▸ **Extract**
____
Leaving Mumbai, my memories of it are forever linked to the letter H:

Heat - 30 degrees plus at 9.40pm? Yep! That's hot.

Humidity - to open long forgotten sweat glands and sink the heat deep into your bones, humidity of over 70% does the trick . . .

Honking - everywhere in India, honking is the default (watch out Dublin! I may exhibit aggressive tendencies on my return!)

'Have's - the 50 plus private jets parked on the apron as we landed (God knows how many more are stashed away in private hangars) is ample evidence of the affluence in Mombai

'Have not's - the shanty town at the edge of the runway (within sight of all those private jets) is an immediate reminder of the opposite end of the spectrum. Apparently it's the biggest slum in Asia (Slum Dog Millionaire was filmed there)
____
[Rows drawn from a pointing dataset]
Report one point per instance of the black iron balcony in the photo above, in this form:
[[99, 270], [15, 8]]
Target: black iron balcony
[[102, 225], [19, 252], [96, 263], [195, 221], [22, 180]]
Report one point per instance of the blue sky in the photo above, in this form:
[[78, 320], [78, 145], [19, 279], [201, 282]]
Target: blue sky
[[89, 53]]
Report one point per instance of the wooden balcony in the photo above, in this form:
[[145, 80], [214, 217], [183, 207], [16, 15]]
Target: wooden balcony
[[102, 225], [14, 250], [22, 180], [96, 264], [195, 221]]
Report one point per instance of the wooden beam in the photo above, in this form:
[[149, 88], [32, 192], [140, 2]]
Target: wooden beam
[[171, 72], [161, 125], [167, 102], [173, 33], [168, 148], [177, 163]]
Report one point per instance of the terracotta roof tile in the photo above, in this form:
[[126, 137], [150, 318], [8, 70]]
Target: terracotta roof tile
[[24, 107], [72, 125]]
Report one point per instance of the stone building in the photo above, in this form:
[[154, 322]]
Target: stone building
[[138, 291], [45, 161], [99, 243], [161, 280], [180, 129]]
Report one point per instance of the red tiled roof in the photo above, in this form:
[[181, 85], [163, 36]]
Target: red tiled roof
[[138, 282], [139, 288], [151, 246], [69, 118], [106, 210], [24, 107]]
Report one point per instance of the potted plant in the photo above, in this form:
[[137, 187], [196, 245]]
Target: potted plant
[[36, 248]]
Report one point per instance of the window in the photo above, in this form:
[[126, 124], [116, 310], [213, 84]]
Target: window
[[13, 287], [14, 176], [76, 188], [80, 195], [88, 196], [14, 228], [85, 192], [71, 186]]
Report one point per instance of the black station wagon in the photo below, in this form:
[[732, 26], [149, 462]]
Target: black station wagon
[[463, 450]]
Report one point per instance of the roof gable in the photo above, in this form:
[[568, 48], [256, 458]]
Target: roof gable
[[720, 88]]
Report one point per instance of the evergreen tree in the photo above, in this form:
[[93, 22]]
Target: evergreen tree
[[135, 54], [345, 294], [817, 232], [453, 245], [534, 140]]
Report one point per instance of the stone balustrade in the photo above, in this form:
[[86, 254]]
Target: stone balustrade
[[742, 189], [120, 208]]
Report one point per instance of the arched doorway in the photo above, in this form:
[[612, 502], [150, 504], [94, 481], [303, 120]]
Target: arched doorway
____
▸ **Job 1**
Copy the lines of the listing, starting at its first line and ending at the line that contains "[[102, 225], [19, 252], [96, 263], [195, 221], [22, 180]]", with both of those lines included.
▸ **Job 2**
Proceed with the account of leaving Mumbai, picking up after its final sentence.
The text about Mumbai and the listing are unrelated to each other.

▸ **Exercise answer 1**
Report one point per instance of the black iron balcony in the photo above, in this form:
[[99, 270], [15, 8]]
Target: black iron balcony
[[102, 225], [19, 252], [96, 263], [195, 221], [22, 180]]

▸ **Exercise answer 2**
Haa! - the eternal 'Yes!' offered in response to every question: the culture stoutly resists saying "No" to any question ("Excuse me, can you tell me the way to XYZ?" "Haa!" (clueless! Delightful, but clueless!)

Henna - you may like it, I think it's ghastly - but very fashionable for women to stamp their bodies with ornate patterns using henna dye

Hairdryer - the feeling on your legs in the taxi - the same feeling when you stick your arm out the window to cool down (not!)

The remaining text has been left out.